Texto fuente:

╔══

El impulso del pensamiento moderno radicaba no tanto en una exigencia de cambio, sino en la noción del tiempo que lo envolvía, elemento que se evidencia al contraponer a la Coatlicue y al Caballito. A la primera la atraviesa el tiempo cíclico, la idea de repetición y la permanencia; al segundo lo atraviesa el tiempo lineal, el culto al progreso y la historia. Esta condición resulta aún más explícita en las ciudades, pues la manera que cada cultura tiene de pensar el tiempo se nota en su arquitectura: allí donde la sociedad mexica favorece a la superposición, la occidental prefiere la sucesión. Por eso las pirámides de Tenochtitlan crecen sobre su propia estructura, una capa sobre otra, como si se tratase de un organismo vivo que se engrosa paulatinamente. En cambio, en la civilización occidental, el paso del tiempo queda reflejado en la progresión de estilos arquitectónicos, que manifiesta la secuencia de ideas incitada por el deseo incesante de “avanzar” (el barroco confronta y sustituye al gótico; el neoclásico al barroco; el ecléctico al neoclásico; el funcionalismo al ecléctico). El pensamiento siempre deja su signo más exacto en el espacio.

╚══

Tareas pendientes:
1 - Responde estas preguntas según el texto fuente:
(a) ¿Qué tipo de tiempo atraviesa a la Coatlicue?
(b) ¿Qué favorece la sociedad mexica en su arquitectura?
(c) ¿Qué estilo sustituye al neoclásico?
2 - ¿Concuerda cada afirmación con el texto fuente? Contesta sí o no y cita las palabras del texto que lo deciden.
(a) Al Caballito lo atraviesa el tiempo cíclico.
(b) Las pirámides de Tenochtitlan crecen sobre su propia estructura.
(c) El barroco sustituye al neoclásico.

Material proporcionado:
╔══

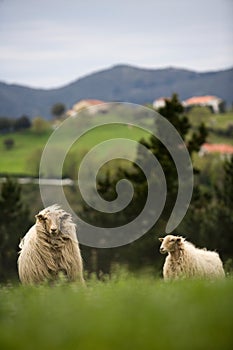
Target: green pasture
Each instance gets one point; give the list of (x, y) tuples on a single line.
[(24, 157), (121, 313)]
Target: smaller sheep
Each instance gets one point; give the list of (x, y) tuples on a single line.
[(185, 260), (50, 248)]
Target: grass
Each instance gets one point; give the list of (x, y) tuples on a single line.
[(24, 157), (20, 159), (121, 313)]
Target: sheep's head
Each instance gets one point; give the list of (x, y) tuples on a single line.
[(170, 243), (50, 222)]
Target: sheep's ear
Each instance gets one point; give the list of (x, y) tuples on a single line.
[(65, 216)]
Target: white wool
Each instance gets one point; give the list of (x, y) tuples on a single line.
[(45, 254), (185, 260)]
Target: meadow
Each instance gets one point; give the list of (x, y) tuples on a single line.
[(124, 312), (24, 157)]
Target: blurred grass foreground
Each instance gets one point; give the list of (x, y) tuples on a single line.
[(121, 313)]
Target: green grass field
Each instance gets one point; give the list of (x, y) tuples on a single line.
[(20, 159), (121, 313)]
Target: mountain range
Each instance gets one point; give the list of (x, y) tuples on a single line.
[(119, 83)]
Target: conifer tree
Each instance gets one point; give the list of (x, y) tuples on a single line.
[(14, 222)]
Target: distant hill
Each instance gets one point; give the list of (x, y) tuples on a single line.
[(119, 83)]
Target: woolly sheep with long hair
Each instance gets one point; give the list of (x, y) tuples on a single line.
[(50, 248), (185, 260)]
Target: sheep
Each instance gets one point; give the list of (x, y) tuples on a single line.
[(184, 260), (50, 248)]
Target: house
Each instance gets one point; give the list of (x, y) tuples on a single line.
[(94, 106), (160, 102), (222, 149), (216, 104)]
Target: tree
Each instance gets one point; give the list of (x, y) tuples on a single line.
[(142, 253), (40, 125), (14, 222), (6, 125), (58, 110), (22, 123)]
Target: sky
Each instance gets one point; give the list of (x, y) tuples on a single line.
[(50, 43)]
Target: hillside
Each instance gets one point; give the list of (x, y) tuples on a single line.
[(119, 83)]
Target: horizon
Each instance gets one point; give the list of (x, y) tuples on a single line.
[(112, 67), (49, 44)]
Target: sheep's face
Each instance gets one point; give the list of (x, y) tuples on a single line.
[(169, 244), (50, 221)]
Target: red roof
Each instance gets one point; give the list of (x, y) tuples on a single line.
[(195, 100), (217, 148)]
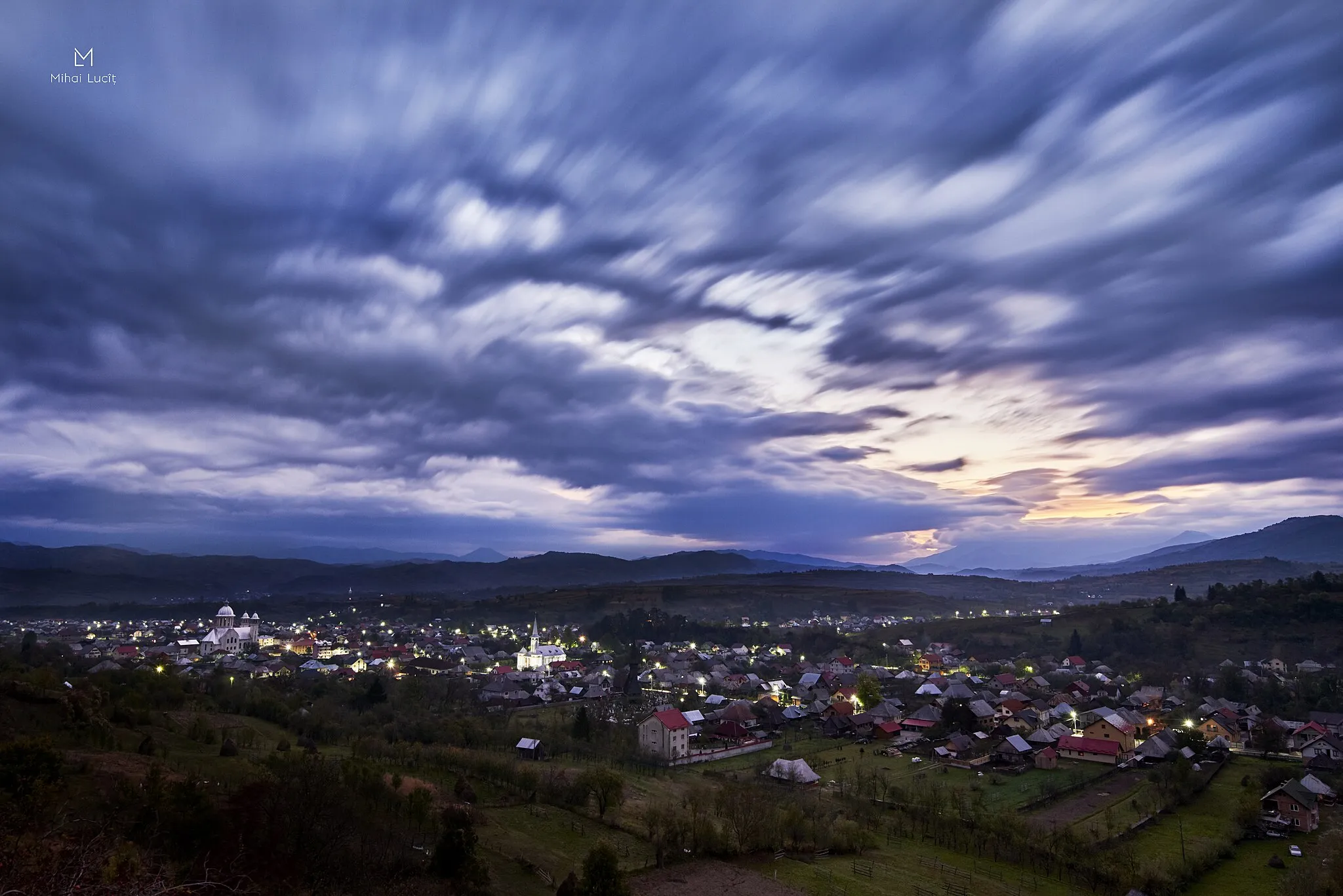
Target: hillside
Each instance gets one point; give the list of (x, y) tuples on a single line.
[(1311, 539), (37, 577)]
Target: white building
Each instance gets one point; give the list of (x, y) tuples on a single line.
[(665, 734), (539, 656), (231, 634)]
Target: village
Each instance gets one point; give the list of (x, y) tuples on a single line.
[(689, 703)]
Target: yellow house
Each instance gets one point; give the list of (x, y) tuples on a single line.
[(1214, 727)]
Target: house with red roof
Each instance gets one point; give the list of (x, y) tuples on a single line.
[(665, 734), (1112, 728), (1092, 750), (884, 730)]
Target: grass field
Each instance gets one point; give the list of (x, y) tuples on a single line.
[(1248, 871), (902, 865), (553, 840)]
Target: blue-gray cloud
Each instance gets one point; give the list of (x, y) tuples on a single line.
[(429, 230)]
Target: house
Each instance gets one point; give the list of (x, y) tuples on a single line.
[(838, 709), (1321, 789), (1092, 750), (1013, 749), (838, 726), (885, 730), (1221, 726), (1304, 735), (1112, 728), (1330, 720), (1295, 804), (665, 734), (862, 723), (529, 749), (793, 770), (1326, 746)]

╚══

Soluciones:
1 -
(a) El tiempo cíclico, con la idea de repetición y la permanencia.
(b) La superposición.
(c) El ecléctico.

2 -
(a) No: “al segundo lo atraviesa el tiempo lineal, el culto al progreso y la historia”.
(b) Sí: “las pirámides de Tenochtitlan crecen sobre su propia estructura, una capa sobre otra”.
(c) No: “el barroco confronta y sustituye al gótico; el neoclásico al barroco”.